◆ TRECHO DA FONTE ◆
--

Na 2ª Guerra Mundial, com o Holocausto, o especialista explica que a comunidade internacional voltou a discutir a ideia de um estado que abrigaria o povo judeu. Após a criação da Organização das Nações Unidas (ONU), com apoio dos norte-americanos e também do Brasil foi criado o Estado de Israel. “Isso fez da região da Palestina quase um tabuleiro de xadrez, dividido em quatro”.

O litoral setentrional ficou sob controle dos Israelenses e o meridional para os palestinos. A região interiorana ao sul da Palestina foi para os israelenses. Jerusalém iria se tornar uma cidade autônoma, dentro da Palestina e sob o julgo dos britânicos.

Israel

Diante do impasse, houve a Guerra da Independência, em 1948, que vencida por Israel com apoio principalmente dos norte-americanos. A tensão não reduziu. Na segunda metade do século 20 outras guerras com nações vizinhas àquela região, como Egito, Síria, Jordânia, Líbia, a chamada união árabe, deram mais força ainda para Israel, que ganharia o status e potência bélica. Entre as vitórias, a Guerra dos Seis Dias (entre 5 e 10 de junho de 1967) sufocou os vizinhos revoltosos.

Seis anos depois, em 1973, houve a Guerra do Yom Kippur, do Egito e Síria contra Israel. “Com as vitórias de Israel, essa região que era até então legítima dos palestinos, passou a ser ocupada pelos israelenses. Chegamos a tal ponto em que Israel invadiu território sírio, as Colinas de Golã, e até 1980 a península de Sinai estava sob controle também dos israelenses. Depois foi devolvida ao governo do Egito”.

As conquistas territoriais de Israel em meio a guerras duplicaram o seu território. Mas deixou marcas para trás. Por isso, os povos palestinos reivindicam o seu estado original e também autonomia. Em 1993, houve um novo acordo (Oslo) entre israelenses e palestinos, com mediação americana e europeia, no qual acertaram em reconhecer a autoridade Palestina. “A Autoridade Palestina não é um Estado e não tem Exército. Apenas uma polícia”, diz o pesquisador que, no doutorado na Universidade Estadual Paulista (Unesp), estudou a política dos Estados Unidos para o Oriente Médio.

--

◆ CONTEÚDO DOS DADOS ◆
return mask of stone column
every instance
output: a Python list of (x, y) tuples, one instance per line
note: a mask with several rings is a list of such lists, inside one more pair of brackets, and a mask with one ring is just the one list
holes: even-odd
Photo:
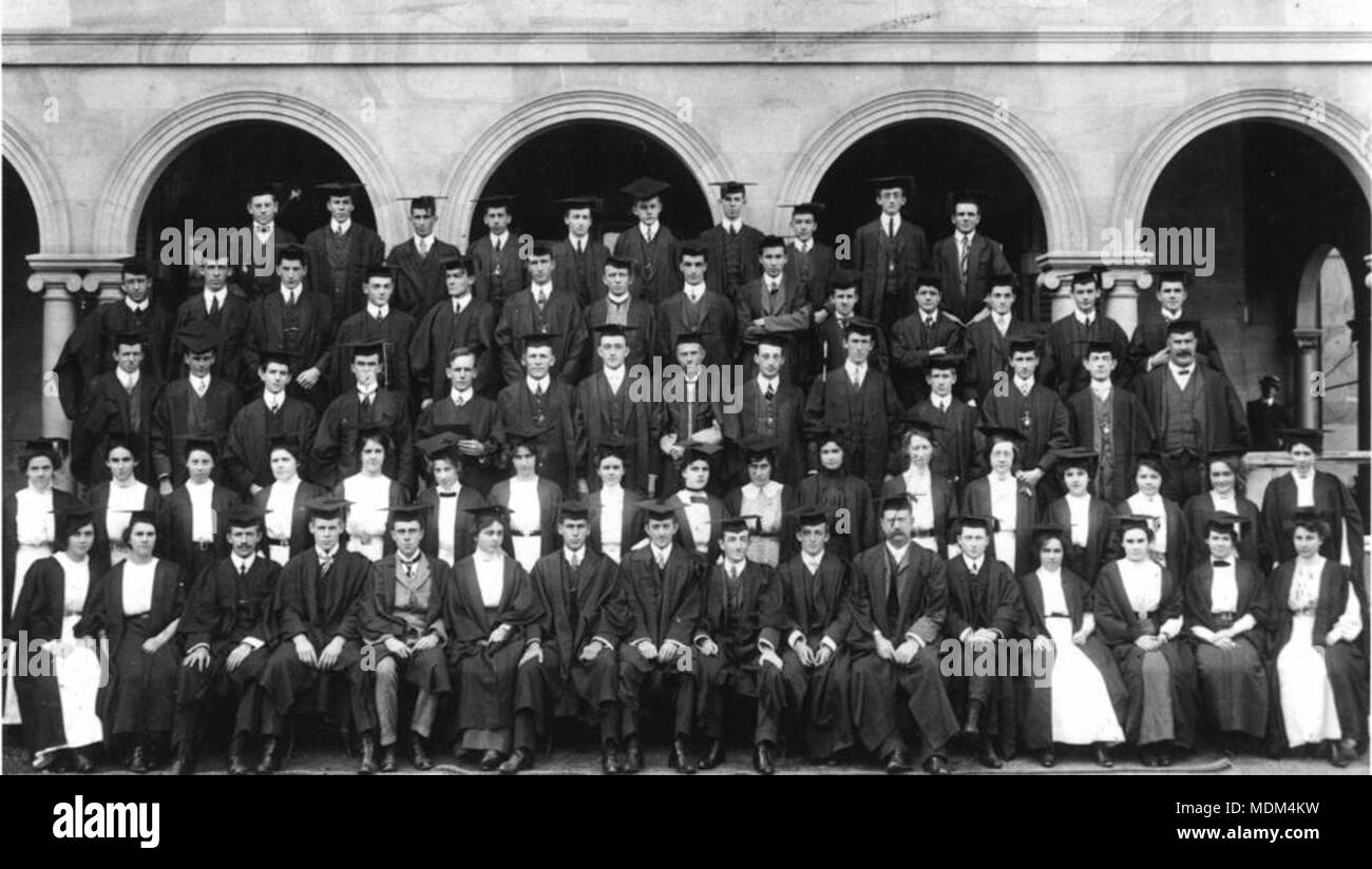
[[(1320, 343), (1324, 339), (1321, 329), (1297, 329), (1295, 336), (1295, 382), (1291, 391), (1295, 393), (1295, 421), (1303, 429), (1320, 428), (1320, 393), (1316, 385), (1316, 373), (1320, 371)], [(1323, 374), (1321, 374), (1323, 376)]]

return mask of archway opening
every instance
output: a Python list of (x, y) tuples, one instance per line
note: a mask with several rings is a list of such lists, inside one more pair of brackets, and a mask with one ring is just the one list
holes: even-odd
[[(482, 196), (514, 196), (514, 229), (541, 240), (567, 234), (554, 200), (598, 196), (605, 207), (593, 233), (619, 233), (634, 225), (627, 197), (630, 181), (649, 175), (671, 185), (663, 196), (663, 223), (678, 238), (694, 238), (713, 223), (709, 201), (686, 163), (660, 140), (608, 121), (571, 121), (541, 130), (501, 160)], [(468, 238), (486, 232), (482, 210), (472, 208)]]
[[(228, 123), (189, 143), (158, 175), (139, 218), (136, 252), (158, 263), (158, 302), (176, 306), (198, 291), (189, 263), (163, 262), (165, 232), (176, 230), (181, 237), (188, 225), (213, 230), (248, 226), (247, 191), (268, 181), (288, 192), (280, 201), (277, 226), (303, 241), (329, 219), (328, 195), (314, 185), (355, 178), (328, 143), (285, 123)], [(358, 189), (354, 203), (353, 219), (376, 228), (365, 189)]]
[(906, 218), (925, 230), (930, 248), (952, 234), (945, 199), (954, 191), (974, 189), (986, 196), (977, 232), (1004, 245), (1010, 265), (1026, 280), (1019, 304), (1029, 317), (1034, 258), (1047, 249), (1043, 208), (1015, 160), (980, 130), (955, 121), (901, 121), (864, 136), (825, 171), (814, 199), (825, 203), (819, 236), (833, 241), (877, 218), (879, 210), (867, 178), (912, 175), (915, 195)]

--

◆ ENUNCIADO ◆
Diga se cada afirmação abaixo está de acordo com o trecho sobre Israel e a Palestina. Responda sim ou não e copie, sem mudar nada, as palavras do trecho que decidem.
1. A Guerra dos Seis Dias aconteceu em 1967.
2. A Autoridade Palestina tem Exército.
3. O acordo de Oslo teve mediação só dos americanos.
Responda usando só o trecho, sem consultar a listagem.

◆ RESOLUÇÃO ◆
1. Sim: "a Guerra dos Seis Dias (entre 5 e 10 de junho de 1967)"
2. Não: "A Autoridade Palestina não é um Estado e não tem Exército. Apenas uma polícia"
3. Não: "com mediação americana e europeia"